— Records for processing —
---*---
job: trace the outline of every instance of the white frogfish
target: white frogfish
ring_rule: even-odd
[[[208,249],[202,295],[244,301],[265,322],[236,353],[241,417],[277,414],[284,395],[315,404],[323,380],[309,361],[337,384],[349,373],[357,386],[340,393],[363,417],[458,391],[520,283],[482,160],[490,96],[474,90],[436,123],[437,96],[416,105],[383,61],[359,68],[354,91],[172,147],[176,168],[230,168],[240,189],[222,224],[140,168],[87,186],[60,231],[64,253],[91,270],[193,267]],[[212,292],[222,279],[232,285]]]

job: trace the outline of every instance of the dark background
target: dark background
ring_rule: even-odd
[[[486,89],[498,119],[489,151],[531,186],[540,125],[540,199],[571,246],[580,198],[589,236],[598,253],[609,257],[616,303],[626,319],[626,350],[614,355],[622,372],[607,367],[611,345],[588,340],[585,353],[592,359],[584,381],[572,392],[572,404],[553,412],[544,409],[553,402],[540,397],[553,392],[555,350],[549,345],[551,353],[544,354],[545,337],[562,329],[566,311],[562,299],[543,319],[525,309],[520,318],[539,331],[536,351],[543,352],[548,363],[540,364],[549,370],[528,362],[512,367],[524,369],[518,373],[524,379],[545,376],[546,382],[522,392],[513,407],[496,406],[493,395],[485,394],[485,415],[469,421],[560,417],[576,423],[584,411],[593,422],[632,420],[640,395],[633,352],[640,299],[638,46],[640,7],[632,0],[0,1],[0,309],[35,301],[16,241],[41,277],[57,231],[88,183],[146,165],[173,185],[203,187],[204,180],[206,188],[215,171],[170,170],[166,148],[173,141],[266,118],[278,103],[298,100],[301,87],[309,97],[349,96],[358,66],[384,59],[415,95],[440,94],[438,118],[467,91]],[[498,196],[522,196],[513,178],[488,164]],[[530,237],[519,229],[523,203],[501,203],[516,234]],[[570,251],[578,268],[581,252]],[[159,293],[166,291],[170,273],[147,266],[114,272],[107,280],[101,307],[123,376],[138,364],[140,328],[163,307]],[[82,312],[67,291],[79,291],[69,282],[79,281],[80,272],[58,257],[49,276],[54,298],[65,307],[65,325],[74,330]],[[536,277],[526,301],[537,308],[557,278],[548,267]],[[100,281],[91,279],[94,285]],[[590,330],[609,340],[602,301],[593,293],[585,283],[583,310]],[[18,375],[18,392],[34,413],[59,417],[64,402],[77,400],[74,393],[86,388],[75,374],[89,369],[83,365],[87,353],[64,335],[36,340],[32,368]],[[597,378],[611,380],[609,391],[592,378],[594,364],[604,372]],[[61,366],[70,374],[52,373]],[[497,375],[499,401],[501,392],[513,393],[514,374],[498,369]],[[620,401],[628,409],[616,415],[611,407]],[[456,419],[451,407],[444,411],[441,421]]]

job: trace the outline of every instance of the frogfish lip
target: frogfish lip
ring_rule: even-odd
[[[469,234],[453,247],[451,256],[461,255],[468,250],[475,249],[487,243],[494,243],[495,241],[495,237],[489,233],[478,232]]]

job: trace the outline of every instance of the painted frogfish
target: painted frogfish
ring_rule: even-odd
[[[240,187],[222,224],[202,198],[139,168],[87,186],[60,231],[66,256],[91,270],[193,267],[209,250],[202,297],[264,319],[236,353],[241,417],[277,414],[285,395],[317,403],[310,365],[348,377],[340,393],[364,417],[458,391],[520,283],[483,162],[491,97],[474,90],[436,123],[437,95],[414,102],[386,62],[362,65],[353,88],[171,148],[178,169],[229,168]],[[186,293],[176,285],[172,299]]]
---*---
Scan the records for the word "instance", and copy each line where it is found.

job: trace the outline of every instance of the white frogfish
job: trace the outline of every instance of the dark background
job: trace the outline of every instance of the frogfish lip
job: trace the outline of every instance of the painted frogfish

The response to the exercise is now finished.